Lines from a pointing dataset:
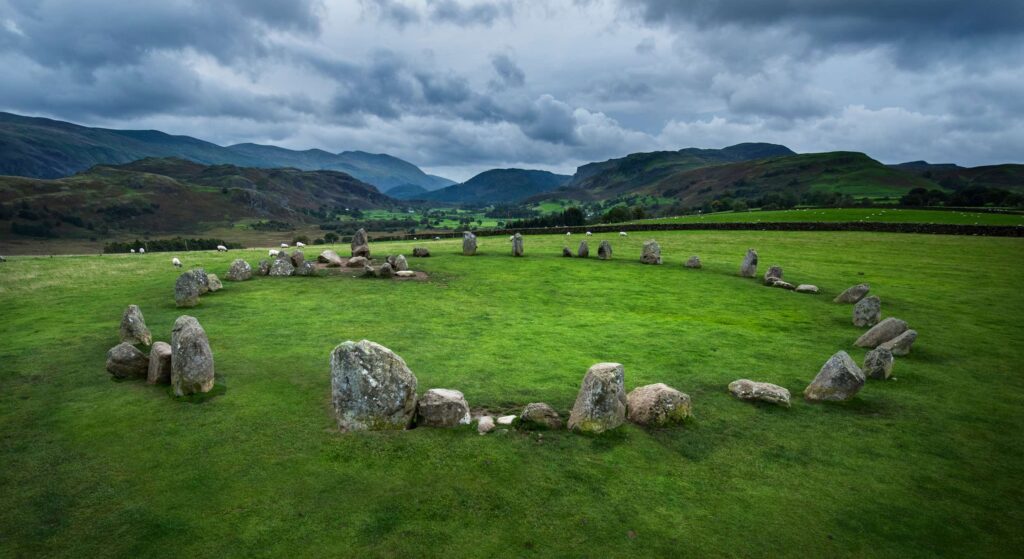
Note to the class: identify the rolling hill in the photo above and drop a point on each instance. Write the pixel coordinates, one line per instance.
(48, 148)
(499, 186)
(175, 196)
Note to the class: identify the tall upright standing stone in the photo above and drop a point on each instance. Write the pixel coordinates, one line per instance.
(360, 244)
(468, 244)
(750, 266)
(192, 359)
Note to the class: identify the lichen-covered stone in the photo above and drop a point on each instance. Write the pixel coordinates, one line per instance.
(133, 330)
(372, 388)
(760, 391)
(126, 361)
(192, 358)
(839, 380)
(657, 404)
(600, 404)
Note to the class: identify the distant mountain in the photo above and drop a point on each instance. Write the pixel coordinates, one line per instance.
(499, 186)
(175, 196)
(47, 148)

*Short exercise*:
Turn the lines above into a numbered list, skipping any blank lines and omitting the pictures.

*Task answer*:
1. Note to the class: identify the rolling hill in the photo above and drop a point on each instance. Write the pixel coordinates, one line per instance.
2. (48, 148)
3. (499, 186)
4. (175, 196)
5. Note to the class: identify the tall upright standing stone in the photo above and drop a point on each instance. Write the pixel coordinates, one line per instance.
6. (360, 244)
7. (468, 244)
8. (750, 266)
9. (192, 359)
10. Note to the class: identify the lichen-covered stone in the photo above and drop a point on each instance. Write the pixel coordinates, one line per instance.
11. (133, 330)
12. (372, 388)
13. (760, 391)
14. (126, 361)
15. (192, 358)
16. (839, 380)
17. (657, 404)
18. (600, 404)
19. Note to the class: identify the distant mountain in the photo above and drop a point on each instance. Write the pixel coordinates, one line per instance.
20. (499, 186)
21. (175, 196)
22. (47, 148)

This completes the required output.